**WORK REQUIRED:** Convert everything from the beginning of the material down to the line containing "[456,248,482,314]", both included, into a JSON list of strings with one string per line and blank lines omitted.

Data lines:
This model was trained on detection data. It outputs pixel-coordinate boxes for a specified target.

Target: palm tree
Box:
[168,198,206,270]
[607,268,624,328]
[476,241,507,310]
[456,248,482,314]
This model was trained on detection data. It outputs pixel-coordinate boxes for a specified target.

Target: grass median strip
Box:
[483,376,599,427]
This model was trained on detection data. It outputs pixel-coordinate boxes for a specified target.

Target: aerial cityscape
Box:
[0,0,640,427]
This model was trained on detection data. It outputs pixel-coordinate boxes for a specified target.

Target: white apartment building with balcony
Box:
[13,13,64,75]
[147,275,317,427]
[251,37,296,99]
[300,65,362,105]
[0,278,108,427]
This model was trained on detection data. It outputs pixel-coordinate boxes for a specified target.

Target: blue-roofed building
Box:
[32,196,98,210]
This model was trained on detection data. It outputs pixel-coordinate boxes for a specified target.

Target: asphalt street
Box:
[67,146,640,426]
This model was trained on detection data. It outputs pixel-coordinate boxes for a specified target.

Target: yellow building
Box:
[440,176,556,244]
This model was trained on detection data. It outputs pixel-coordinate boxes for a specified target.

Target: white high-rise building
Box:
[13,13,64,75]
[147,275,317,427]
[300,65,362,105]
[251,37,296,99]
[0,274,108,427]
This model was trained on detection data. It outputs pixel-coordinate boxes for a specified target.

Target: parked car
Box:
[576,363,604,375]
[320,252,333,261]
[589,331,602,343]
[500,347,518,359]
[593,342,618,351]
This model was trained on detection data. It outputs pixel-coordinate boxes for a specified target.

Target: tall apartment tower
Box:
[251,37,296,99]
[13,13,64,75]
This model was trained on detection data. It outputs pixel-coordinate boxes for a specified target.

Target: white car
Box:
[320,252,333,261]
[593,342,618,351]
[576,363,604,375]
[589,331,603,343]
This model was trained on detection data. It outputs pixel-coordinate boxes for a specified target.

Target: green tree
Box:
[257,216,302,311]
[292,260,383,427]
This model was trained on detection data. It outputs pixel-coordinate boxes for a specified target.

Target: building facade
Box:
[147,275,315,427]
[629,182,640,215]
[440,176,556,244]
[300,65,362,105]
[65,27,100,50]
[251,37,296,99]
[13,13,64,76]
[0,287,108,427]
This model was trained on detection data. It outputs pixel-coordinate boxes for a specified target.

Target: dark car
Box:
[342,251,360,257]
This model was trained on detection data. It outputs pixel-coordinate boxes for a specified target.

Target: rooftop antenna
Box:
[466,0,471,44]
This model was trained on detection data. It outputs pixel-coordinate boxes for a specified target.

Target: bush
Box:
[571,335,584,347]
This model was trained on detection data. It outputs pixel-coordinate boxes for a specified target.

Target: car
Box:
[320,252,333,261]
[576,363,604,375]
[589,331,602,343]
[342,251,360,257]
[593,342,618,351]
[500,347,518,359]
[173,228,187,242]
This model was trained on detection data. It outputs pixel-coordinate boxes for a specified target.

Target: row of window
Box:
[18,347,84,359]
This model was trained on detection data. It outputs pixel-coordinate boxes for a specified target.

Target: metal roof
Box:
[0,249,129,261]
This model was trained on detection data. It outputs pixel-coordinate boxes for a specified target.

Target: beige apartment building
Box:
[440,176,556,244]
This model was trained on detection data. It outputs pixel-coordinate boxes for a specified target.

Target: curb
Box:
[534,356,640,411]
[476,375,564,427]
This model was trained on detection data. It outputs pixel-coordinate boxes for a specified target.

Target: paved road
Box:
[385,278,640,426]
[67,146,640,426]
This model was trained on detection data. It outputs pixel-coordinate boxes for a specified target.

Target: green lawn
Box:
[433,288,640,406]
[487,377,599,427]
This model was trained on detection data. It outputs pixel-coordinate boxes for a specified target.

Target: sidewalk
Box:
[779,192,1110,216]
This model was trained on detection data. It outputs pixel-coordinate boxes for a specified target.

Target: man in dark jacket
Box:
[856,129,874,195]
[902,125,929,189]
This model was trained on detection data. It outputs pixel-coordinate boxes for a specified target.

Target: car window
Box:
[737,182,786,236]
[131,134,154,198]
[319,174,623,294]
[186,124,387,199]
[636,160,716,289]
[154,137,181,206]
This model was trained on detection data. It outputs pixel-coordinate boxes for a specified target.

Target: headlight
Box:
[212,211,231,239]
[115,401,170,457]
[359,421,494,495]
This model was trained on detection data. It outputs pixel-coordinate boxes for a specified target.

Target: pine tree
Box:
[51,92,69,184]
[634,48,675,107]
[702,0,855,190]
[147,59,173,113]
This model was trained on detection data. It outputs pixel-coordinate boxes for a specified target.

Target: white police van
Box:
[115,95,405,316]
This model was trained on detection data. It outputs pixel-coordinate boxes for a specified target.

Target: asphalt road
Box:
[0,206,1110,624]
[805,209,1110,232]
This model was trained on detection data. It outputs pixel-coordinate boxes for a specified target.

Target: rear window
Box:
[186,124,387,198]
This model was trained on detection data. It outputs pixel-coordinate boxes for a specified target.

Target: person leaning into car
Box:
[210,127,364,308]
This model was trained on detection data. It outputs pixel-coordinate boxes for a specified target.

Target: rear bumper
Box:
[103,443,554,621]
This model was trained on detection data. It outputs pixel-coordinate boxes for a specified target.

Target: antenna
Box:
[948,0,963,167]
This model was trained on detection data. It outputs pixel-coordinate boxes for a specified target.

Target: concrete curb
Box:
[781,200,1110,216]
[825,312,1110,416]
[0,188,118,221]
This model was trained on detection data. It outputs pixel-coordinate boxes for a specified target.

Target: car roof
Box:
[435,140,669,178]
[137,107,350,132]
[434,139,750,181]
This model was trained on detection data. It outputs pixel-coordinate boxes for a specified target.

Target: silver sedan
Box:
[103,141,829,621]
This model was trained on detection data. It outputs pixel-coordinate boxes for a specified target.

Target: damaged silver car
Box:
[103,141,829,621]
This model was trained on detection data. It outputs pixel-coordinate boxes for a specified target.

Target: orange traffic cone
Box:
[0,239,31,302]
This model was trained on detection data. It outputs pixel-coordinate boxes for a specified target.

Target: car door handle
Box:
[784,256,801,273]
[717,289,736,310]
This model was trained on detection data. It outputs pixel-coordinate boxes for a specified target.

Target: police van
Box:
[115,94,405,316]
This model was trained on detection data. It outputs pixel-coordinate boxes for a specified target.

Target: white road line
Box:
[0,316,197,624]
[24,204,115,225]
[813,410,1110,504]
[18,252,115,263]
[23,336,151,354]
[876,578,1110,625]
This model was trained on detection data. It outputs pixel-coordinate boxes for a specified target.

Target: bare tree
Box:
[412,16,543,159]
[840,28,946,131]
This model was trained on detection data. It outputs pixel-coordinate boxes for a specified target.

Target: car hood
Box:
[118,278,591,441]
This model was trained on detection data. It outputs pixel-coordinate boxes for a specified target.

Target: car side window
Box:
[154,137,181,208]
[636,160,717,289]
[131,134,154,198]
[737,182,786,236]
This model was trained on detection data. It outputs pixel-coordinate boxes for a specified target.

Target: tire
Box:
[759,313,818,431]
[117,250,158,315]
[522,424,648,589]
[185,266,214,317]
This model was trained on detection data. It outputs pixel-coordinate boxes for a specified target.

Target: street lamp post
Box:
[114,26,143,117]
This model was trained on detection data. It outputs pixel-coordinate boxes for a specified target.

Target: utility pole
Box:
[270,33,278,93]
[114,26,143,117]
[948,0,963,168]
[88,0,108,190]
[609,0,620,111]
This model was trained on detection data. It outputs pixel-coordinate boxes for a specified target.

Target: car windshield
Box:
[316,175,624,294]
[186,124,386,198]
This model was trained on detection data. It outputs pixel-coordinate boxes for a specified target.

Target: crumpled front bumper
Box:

**ANSWER TO THIS EXERCISE:**
[
  "This model was trained on detection data. It outputs pixel-coordinate boxes for a specified target.",
  "Target: palm tree",
  "Box:",
  "[168,198,206,270]",
  "[607,268,624,328]",
  "[476,241,507,310]",
  "[456,248,482,314]"
]